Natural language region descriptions

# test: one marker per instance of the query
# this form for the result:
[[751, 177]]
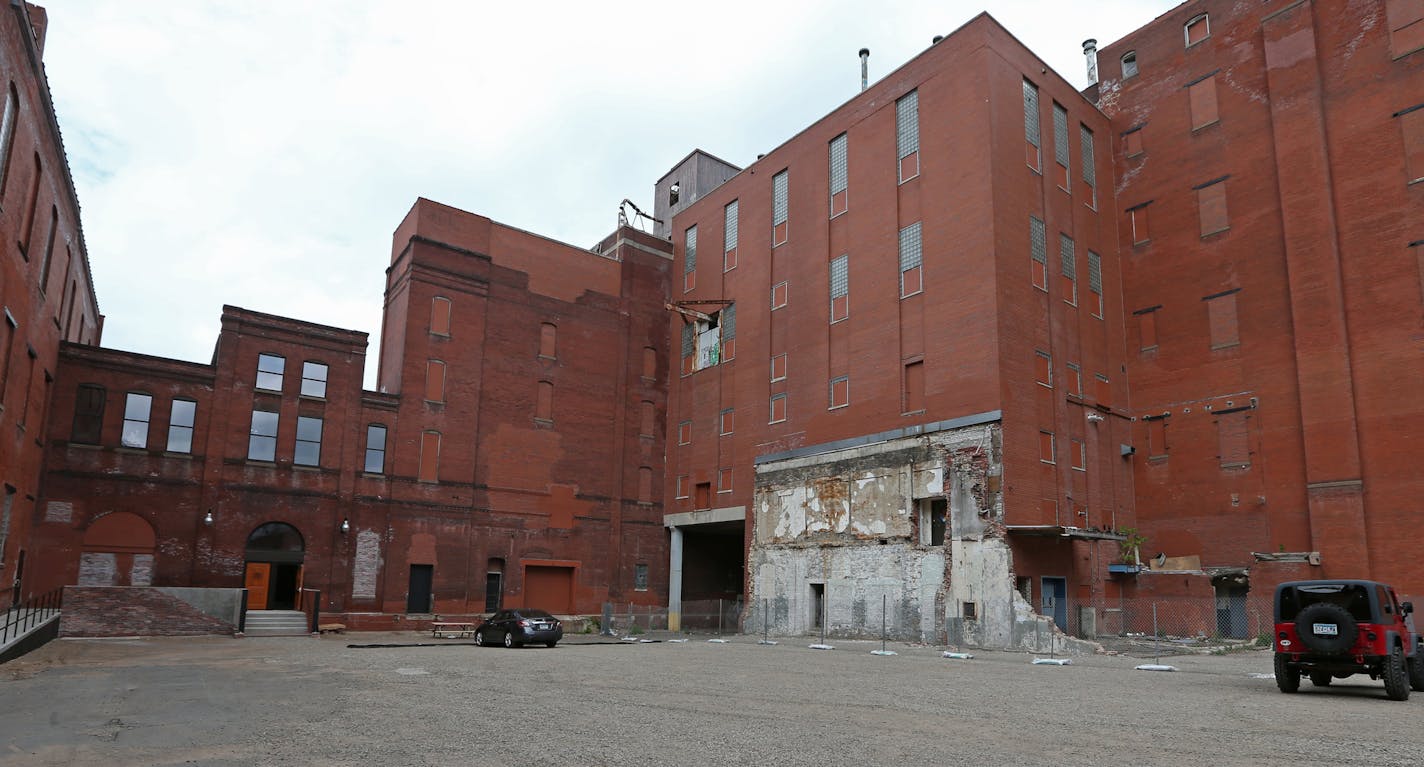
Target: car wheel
[[1326, 614], [1396, 676], [1286, 678], [1417, 672]]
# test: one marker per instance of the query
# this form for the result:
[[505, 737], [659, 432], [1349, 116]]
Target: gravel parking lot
[[590, 702]]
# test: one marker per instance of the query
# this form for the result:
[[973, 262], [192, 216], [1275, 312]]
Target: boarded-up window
[[440, 316], [1211, 207], [1157, 437], [435, 380], [1147, 329], [1138, 218], [1202, 96], [1221, 315], [1406, 26], [838, 175], [1232, 438], [914, 387], [89, 414], [729, 217], [544, 401], [430, 457], [1031, 133], [1038, 252], [1132, 143], [1196, 30], [547, 340], [778, 409], [1411, 128]]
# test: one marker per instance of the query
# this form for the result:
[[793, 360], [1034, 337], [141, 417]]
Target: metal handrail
[[23, 616]]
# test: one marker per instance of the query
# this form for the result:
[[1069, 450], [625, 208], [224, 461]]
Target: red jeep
[[1332, 629]]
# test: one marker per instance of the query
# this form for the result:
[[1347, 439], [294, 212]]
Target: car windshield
[[1350, 596]]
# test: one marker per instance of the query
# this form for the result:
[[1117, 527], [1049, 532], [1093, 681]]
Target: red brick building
[[1270, 211], [46, 288], [902, 322], [466, 481]]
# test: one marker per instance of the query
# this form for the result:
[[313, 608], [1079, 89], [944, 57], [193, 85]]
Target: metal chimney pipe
[[1090, 50]]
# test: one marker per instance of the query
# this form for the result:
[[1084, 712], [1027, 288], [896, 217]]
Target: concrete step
[[276, 623]]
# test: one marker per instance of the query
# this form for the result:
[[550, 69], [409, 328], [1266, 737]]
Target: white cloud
[[261, 154]]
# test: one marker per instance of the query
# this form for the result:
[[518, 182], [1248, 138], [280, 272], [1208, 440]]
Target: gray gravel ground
[[301, 700]]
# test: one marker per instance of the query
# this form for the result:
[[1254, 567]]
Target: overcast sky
[[261, 152]]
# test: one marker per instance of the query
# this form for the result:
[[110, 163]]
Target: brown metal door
[[550, 589], [257, 582]]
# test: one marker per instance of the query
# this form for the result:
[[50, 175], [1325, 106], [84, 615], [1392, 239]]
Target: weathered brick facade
[[44, 283], [503, 450]]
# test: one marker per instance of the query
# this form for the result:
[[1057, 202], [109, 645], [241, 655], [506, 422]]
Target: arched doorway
[[118, 551], [274, 567]]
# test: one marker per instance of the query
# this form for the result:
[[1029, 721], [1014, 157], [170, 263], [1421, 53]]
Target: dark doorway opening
[[420, 598], [275, 552]]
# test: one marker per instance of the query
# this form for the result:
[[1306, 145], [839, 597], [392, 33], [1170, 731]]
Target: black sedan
[[519, 626]]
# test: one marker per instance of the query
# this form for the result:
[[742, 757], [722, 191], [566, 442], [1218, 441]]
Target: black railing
[[30, 614]]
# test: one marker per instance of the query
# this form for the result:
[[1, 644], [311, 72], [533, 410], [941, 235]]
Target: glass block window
[[180, 426], [840, 276], [729, 225], [1090, 171], [313, 380], [691, 262], [838, 164], [912, 281], [269, 372], [779, 198], [1031, 113], [308, 441], [375, 448], [1060, 134], [907, 124]]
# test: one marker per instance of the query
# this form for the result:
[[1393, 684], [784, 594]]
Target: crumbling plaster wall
[[845, 534]]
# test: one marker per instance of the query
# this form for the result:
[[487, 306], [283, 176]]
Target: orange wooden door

> **WORK TO BE COMPLETED**: Each entry above should be restated word for word, though no picture may appear in the copy.

> **ANSWER BOX**:
# test: one marker per instance of the query
# this form for the result:
[[751, 177]]
Target: car wheel
[[1326, 614], [1396, 676], [1286, 678], [1417, 672]]
# test: one marker per instance of the query
# this form for the result:
[[505, 737], [659, 432], [1349, 116]]
Target: gravel parking lot
[[590, 702]]
# test: one marker per instance of the query
# this form for the result:
[[973, 262], [192, 216], [1275, 312]]
Target: boarded-up window
[[440, 316], [1211, 207], [1157, 437], [435, 380], [1147, 329], [1138, 218], [1202, 96], [1221, 315], [1406, 26], [838, 175], [1232, 438], [914, 387], [89, 414], [729, 217], [544, 401], [430, 457], [1031, 133], [1038, 252], [1132, 143], [1196, 30], [547, 340], [778, 409], [1411, 128]]
# test: one marker per instance of the query
# this form for the result:
[[793, 360], [1034, 337], [141, 417]]
Target: metal handrail
[[23, 616]]
# test: one marker per instance of the query
# this form for the result:
[[1069, 450], [625, 208], [224, 461]]
Target: red jeep
[[1332, 629]]
# test: one marker per instance of the query
# this form for the result:
[[1347, 439], [294, 212]]
Target: car windshield
[[1350, 596]]
# test: one marker per instance of the query
# this form for the result:
[[1117, 527], [1049, 532], [1093, 681]]
Target: red brick building
[[1270, 211], [46, 288], [902, 322], [466, 481]]
# test: one marker per instance of the query
# this form for the result:
[[313, 608], [1079, 89], [944, 57], [193, 85]]
Target: metal chimney pipe
[[1090, 50]]
# test: one marker per instance of the query
# this form for the result:
[[1084, 712], [1027, 288], [896, 217]]
Target: concrete step
[[276, 623]]
# test: one marker per instance of the query
# this form for the result:
[[550, 69], [409, 328], [1266, 737]]
Target: white cloud
[[261, 154]]
# test: one marker per instance of the query
# this form for the result:
[[518, 182], [1248, 138], [280, 272], [1208, 440]]
Target: gray gravel ground
[[301, 700]]
# test: one marker per instance of the query
# this form for the result:
[[1254, 567]]
Target: overcast sky
[[261, 152]]
# test: one marker per instance of the query
# this form for the result:
[[110, 163]]
Target: brown metal door
[[550, 589], [257, 582]]
# test: one marker per instance of the query
# this form for the result:
[[50, 175], [1325, 106], [84, 615], [1392, 239]]
Target: weathered brick facade
[[44, 283], [503, 450]]
# test: one marker per instance of the query
# this form for the result:
[[1057, 202], [109, 645], [241, 655], [506, 422]]
Target: arched doorway
[[118, 551], [274, 567]]
# test: one marker per instance of the query
# this form for the result:
[[1029, 721], [1014, 157], [170, 263], [1421, 53]]
Target: dark doorway opening
[[420, 598], [275, 552]]
# test: one marker per instance of the query
# this form for the result:
[[1306, 145], [839, 597], [392, 33], [1170, 731]]
Target: black sedan
[[519, 626]]
# test: one marker per instance of the query
# this form for the result:
[[742, 757], [722, 191], [566, 442], [1218, 441]]
Target: black railing
[[30, 614]]
# test: one marker per instance of the query
# this form for the result:
[[1, 644], [311, 72], [533, 410], [941, 235]]
Target: glass block window
[[180, 426], [840, 276], [729, 225], [1090, 171], [313, 380], [691, 262], [838, 164], [912, 281], [269, 372], [779, 198], [1031, 113], [308, 441], [375, 448], [1060, 134], [907, 124]]
# test: one marker per instance of the query
# this form for the result:
[[1393, 684], [784, 594]]
Target: crumbling plaster wall
[[845, 534]]
# test: one marker per instance of the query
# this form for the result:
[[487, 306], [283, 176]]
Target: orange wooden door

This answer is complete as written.